Page →

---

Articles récents

Séquences à la Berlinale 2020

27 février 2020

Jour 8 – Oursinations

Anne-Christine Loranger

Never Rarely Sometimes Always d’Eliza Hitman

Au jour 8 de la Berlinale, sur Potsdammer Platz commencent les oursinations (voir le Bonheur du jour d’aujourd’hui). Tout le monde oursine dans sa tête, rassemble ses meilleurs films, discute avec les collègues, commente les choix, change son palmarès et ré-établi son bilan, toujours insatisfaisant.

Dans les oursinables, il y aurait certainement Never Rarely Sometimes Always de la réalisatrice américaine Eliza Hitman, laquelle porte bien son patronyme puisque son film frappe là où l’Amérique fait mal. Dans la Pensylvannie contemporaine, Autumn (Sidney Flanigan), une jeune fille silencieuse et stoïque de 17 ans, découvre qu’elle est enceinte. Comme il lui est impossible de se faire avorter dans son État sans le consentement de ses parents, elle s’embarque avec sa cousine Skylar (Talia Ryder) vers New York pour y subir l’intervention. Les contraintes administratives et financières se dressent sur le chemin des deux jeunes filles, en plus des prédateurs de tout acabit. Hitman fait un portrait consciencieux et détaillé de « l’affreux ordinaire » d’une jeune fille américaine, le harassement devenu norme et les embûches qui se dressent pour obtenir les soins d’une procédure légale. Oursinable pour la direction d’Éliza Hitman ainsi que pour ses jeunes actrices dont la performance est remarquable.

---

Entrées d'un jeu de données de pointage
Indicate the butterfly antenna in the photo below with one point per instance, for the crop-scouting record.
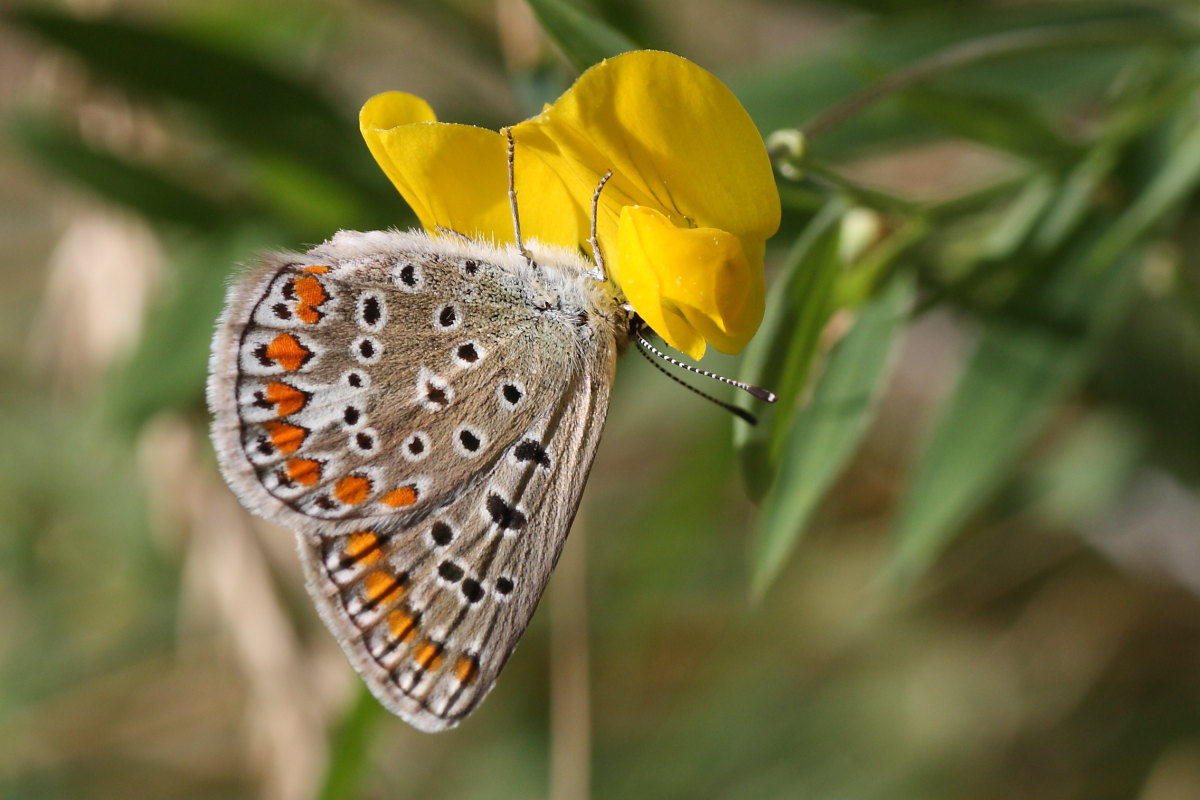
(646, 349)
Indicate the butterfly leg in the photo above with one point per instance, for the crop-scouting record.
(513, 196)
(601, 271)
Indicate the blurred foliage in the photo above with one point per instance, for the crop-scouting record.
(988, 434)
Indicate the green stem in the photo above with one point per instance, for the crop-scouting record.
(985, 49)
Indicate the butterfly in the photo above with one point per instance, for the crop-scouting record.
(423, 410)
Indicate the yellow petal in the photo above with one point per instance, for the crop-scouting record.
(455, 176)
(689, 284)
(676, 138)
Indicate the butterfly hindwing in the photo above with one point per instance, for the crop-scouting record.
(430, 614)
(424, 414)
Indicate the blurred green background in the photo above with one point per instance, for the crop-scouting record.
(959, 559)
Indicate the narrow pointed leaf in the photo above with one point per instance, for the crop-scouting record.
(585, 40)
(781, 353)
(826, 433)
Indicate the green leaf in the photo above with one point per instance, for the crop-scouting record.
(135, 186)
(827, 432)
(583, 40)
(351, 746)
(251, 104)
(1173, 182)
(1002, 121)
(1017, 373)
(168, 367)
(780, 355)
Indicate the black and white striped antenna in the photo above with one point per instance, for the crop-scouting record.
(646, 349)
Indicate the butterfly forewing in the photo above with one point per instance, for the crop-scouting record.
(424, 414)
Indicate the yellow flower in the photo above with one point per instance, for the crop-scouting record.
(682, 223)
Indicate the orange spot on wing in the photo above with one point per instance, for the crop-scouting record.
(287, 400)
(353, 489)
(310, 294)
(427, 655)
(405, 495)
(383, 588)
(465, 669)
(305, 471)
(287, 438)
(402, 625)
(287, 352)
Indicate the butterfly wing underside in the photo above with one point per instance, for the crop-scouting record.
(426, 429)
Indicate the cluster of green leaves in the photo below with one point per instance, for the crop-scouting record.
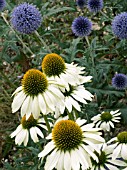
(105, 56)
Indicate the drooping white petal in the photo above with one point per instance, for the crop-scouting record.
(52, 160)
(38, 131)
(67, 161)
(17, 101)
(33, 134)
(42, 103)
(35, 108)
(49, 147)
(124, 151)
(19, 128)
(116, 151)
(74, 160)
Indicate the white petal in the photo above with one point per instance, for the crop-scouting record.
(19, 128)
(67, 161)
(42, 104)
(33, 134)
(26, 138)
(25, 106)
(39, 132)
(52, 160)
(35, 108)
(17, 101)
(74, 160)
(49, 147)
(116, 151)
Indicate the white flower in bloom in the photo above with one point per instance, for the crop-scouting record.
(105, 160)
(73, 98)
(106, 120)
(71, 145)
(36, 95)
(21, 134)
(56, 69)
(120, 145)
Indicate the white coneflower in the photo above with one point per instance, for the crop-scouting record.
(31, 126)
(56, 69)
(120, 145)
(106, 120)
(73, 99)
(72, 144)
(105, 160)
(37, 94)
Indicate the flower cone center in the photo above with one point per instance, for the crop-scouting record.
(34, 82)
(53, 65)
(122, 137)
(106, 116)
(67, 135)
(27, 124)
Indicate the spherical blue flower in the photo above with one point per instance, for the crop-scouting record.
(119, 81)
(81, 26)
(26, 18)
(119, 25)
(2, 4)
(81, 3)
(95, 5)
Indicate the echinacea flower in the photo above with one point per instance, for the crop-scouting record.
(26, 18)
(37, 94)
(95, 5)
(72, 144)
(120, 145)
(81, 3)
(81, 26)
(106, 120)
(105, 160)
(56, 69)
(119, 81)
(119, 25)
(2, 4)
(30, 126)
(73, 98)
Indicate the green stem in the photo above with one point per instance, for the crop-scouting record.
(43, 42)
(4, 18)
(47, 123)
(7, 79)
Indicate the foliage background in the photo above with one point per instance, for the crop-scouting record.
(105, 56)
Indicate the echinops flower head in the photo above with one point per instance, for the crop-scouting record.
(2, 4)
(81, 26)
(119, 81)
(95, 5)
(119, 25)
(71, 145)
(26, 18)
(81, 3)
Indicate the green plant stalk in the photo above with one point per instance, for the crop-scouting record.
(2, 14)
(7, 79)
(47, 123)
(42, 42)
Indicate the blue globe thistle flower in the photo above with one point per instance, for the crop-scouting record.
(26, 18)
(81, 3)
(95, 5)
(2, 4)
(81, 26)
(119, 81)
(119, 25)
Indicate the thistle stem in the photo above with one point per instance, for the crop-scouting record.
(4, 18)
(43, 42)
(47, 123)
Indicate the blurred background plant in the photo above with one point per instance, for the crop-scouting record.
(102, 54)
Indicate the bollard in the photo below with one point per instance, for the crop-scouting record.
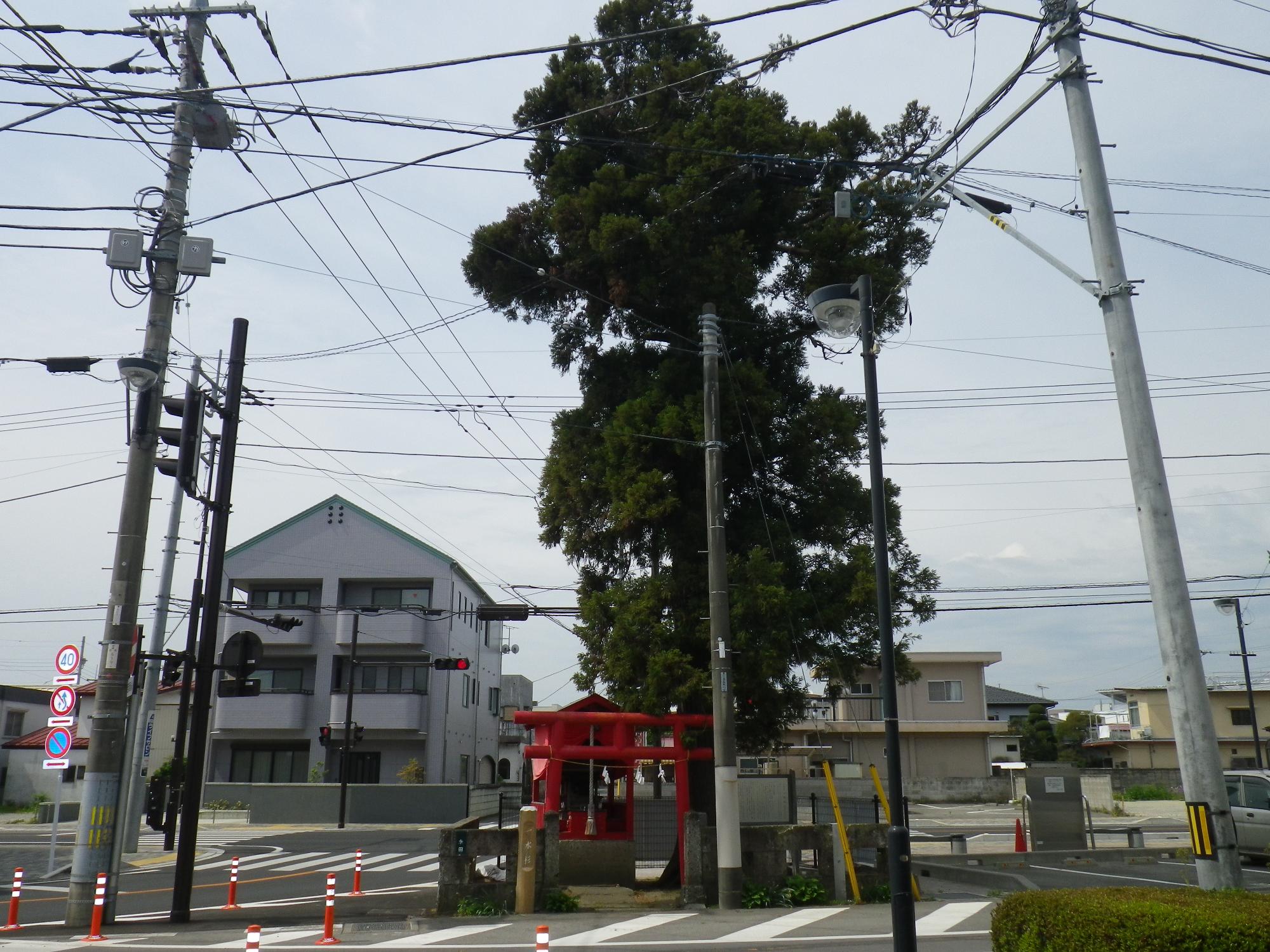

---

Consignes →
1 – Selon l'article sur la Berlinale 2020, qu'est-ce qui empêche Autumn de se faire avorter dans son État ?
2 – Reprenez l'article sur la Berlinale 2020 à la suite de sa dernière phrase et poursuivez-le.

Corrigé →
1 – Elle ne peut pas s'y faire avorter sans le consentement de ses parents.

2 –
Agnieszka Holland, réalisatrice polonaise oursinée en 2017 pour Spoor (Empreintes) présentait ce matin Charlatan dans la section Berlinale Special Gala. C’est l’histoire vraie de Jan Mikolášek, un guérisseur herboriste tchèque qui soigna des millions de personnes dans sa pratique privée, avant d’être arrêté et condamné par les communistes. Holland, avouons-le, est l’une de nos artistes du cinéma préférées depuis Europa Europa (1992) et The Secret Garden (1993). Nous ne sommes donc pas objectifs en disant que Charlatan est une perfection du genre, que sa cinématographie est admirable, que son sujet est unique et que ses acteurs (Ivan Trojan, Josef Trojan et Juraj Loj) sont exquisement dirigés. Bon, bref, c’est Agnieszka Holland, qui a dirigé Mr. Jones en 2019 ainsi que trois épisodes de House of Cards, et nous l’aimons !

Rizi (Days), le film sans dialogue du Taïwanais Tsai Ming-liang, a suscité les discussions à la sortie de la projection, les journalistes étant divisés entre ceux qui trouvent magnifiques ces plans fixes dépourvus d’action sur la vie de deux hommes, l’un riche chinois et l’autre pauvre laotien, qui se rencontrent occasionnellement, et les autres que cela ennuie. Notre avis, en bout de ligne, se retrouve entre ces deux opinions. Le plan fixe et l’action lente ont définitivement leur place au cinéma, mais encore faut-il avoir un contenu solide. Ne s’improvise pas Bela Tarr qui veut! Étant donné la venue de la section compétitive Encounters, ne serait-il pas approprié de mettre de tels essais dans cette section? On pourrait y joindre DAU. Natasha dont la sexualité explicite et le viol à l’écran continue de semer la controverse. Des collègues russes parlent d’homophobie, d’abus sexuel et de harcèlement de la part du directeur Ilya Khrzhanovskiy. À l’heure de #Metoo, on ne pourrait pas faire du cinéma qui refuse d’abuser les femmes, les LGBTQ et les minorités? Une idée, comme çà…

Sur la lancée des abus, nous avons vu Curveball, premier long-métrage documentaire de Johannes Naber (Le Temps des cannibales, 2014). Après 2001, les Américains tenaient à aller « péter sa gueule à Saddam ». Mais pour cela, il leur fallait la preuve d’armes de destruction massive. Ce furent les informations (fausses) données à un expert allemand par un ingénieur chimiste irakien qui leur fournit l’excuse voulue. Mais alors que les Allemands auraient fort bien pu dénoncer l’information, ils choisirent de n’en rien faire. Honnêtement filmée, l’histoire du docu-fiction de Naber oscille entre le grotesque et le surréel. Mais, comme il l’annonce lui-même, « tout est réel ». Malheureusement.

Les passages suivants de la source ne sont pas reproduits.